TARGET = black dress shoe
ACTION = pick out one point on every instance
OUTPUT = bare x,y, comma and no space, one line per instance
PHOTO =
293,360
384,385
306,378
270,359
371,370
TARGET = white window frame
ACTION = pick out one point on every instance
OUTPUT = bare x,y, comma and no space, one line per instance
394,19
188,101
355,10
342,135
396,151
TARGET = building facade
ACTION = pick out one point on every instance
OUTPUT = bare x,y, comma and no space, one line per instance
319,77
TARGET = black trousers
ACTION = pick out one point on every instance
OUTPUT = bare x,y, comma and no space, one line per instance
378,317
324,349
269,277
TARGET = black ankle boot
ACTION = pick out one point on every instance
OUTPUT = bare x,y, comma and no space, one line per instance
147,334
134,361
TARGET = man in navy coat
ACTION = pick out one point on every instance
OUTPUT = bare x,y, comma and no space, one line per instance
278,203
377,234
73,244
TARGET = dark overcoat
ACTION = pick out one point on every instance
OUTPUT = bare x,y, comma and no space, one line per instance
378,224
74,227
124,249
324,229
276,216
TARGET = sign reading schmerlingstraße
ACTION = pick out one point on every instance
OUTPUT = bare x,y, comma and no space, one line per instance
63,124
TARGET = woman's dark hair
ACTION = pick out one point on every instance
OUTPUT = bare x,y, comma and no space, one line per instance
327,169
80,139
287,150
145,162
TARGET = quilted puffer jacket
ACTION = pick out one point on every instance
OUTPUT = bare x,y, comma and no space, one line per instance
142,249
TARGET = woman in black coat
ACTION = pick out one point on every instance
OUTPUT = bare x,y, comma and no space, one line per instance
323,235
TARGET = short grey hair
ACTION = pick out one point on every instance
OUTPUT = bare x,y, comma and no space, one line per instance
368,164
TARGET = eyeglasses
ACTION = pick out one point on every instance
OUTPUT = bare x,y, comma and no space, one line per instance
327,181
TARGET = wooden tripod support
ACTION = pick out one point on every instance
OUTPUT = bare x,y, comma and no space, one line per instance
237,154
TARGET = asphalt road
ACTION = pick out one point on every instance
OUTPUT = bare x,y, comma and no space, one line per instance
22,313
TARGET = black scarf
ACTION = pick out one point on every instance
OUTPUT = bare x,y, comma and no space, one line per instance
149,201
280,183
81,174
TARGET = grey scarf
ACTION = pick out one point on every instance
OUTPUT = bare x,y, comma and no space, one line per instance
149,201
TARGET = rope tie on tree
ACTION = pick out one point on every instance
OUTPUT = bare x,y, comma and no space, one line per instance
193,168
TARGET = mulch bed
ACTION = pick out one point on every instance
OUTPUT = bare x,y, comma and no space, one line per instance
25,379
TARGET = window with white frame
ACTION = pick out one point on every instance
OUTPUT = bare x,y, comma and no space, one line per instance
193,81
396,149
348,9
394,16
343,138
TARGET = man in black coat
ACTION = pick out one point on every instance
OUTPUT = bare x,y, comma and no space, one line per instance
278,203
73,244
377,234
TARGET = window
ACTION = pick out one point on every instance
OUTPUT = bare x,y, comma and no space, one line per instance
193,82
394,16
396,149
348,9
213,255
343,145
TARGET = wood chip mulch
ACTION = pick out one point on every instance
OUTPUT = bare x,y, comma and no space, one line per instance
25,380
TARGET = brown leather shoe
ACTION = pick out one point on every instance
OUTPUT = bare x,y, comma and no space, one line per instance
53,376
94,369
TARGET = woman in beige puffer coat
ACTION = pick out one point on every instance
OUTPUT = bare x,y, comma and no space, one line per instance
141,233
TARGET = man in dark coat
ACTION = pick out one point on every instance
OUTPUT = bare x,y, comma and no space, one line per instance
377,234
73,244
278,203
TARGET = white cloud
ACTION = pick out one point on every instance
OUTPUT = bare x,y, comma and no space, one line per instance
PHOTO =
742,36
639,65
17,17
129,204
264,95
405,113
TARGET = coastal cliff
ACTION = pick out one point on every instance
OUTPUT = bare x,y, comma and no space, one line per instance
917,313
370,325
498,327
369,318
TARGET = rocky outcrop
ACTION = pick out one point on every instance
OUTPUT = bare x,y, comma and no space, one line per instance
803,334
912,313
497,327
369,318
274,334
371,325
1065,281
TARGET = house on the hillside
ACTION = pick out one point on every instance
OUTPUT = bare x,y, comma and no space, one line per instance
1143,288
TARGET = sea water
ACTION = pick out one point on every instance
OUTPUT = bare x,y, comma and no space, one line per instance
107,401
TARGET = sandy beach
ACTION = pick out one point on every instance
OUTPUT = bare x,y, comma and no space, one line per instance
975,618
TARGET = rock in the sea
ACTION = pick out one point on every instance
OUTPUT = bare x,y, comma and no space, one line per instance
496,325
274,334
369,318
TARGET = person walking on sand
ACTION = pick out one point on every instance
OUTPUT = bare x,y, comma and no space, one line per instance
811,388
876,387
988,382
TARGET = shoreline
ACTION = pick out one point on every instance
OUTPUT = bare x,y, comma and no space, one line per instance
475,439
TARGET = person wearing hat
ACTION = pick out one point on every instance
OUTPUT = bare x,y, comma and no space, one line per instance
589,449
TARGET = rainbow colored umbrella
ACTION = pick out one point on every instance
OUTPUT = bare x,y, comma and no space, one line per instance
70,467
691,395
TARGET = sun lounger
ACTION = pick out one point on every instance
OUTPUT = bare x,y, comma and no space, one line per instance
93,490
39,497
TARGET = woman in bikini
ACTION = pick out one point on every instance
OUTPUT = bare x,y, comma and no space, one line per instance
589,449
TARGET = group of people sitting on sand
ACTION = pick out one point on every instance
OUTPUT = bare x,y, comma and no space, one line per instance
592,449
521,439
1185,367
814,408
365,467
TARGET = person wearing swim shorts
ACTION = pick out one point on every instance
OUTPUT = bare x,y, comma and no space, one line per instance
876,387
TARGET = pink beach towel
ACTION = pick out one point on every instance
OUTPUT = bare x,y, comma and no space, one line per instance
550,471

- Goal -
Give back the lines of the listing from the one with "TARGET = sandy beach" through the end, both included, exactly as written and with nothing added.

- Response for this exercise -
TARGET = sandy beach
ACTION = pick out one point on every instance
OUTPUT = bare x,y, comma and no space, one line per instance
975,618
TARGET = rock in the sea
ACTION = pick out one point on every instance
OUTPUT = bare x,y, comma and no space, one line per instance
496,325
274,334
369,318
TARGET = person walking on sand
ACTION = pick out one point on every instance
OUTPUT = bare x,y, comma and no space, one line per instance
811,388
876,387
988,382
TARGET = shoreline
ACTION = pick out one point on every instance
OUTPUT = bare x,y, comma and no space, one line per instance
475,439
TARGET = person wearing hat
ACTION = pick out one point on every instance
OUTPUT = bare x,y, comma and no space, one line per instance
589,449
TARGET = rainbow colored umbrella
ACTION = pick out one point on every instance
OUTPUT = bare x,y, comma and no space, one line per instance
70,467
691,395
TARGET = sun lounger
ACTION = pick out one point on every instance
OUTPUT = bare x,y, comma and no space, one line per instance
93,490
39,497
TARGET = woman in bikini
ACTION = pick out one point on every instance
OUTPUT = bare x,y, comma and no space, one line per instance
589,449
TARGET = group of people sitting on sand
ACTION = pick out one point on every instance
OUTPUT = bare x,y, comma and no space, one line per instance
592,449
521,439
1185,367
814,408
365,467
TARGET = person wearing swim shorts
ACTION = pick out one point on every instance
OUTPUT = bare x,y, comma and no space, one line per instance
876,387
TARGET = pink beach towel
ACTION = pick out one point on every instance
OUTPUT = bare x,y, comma and no space, one line per instance
550,471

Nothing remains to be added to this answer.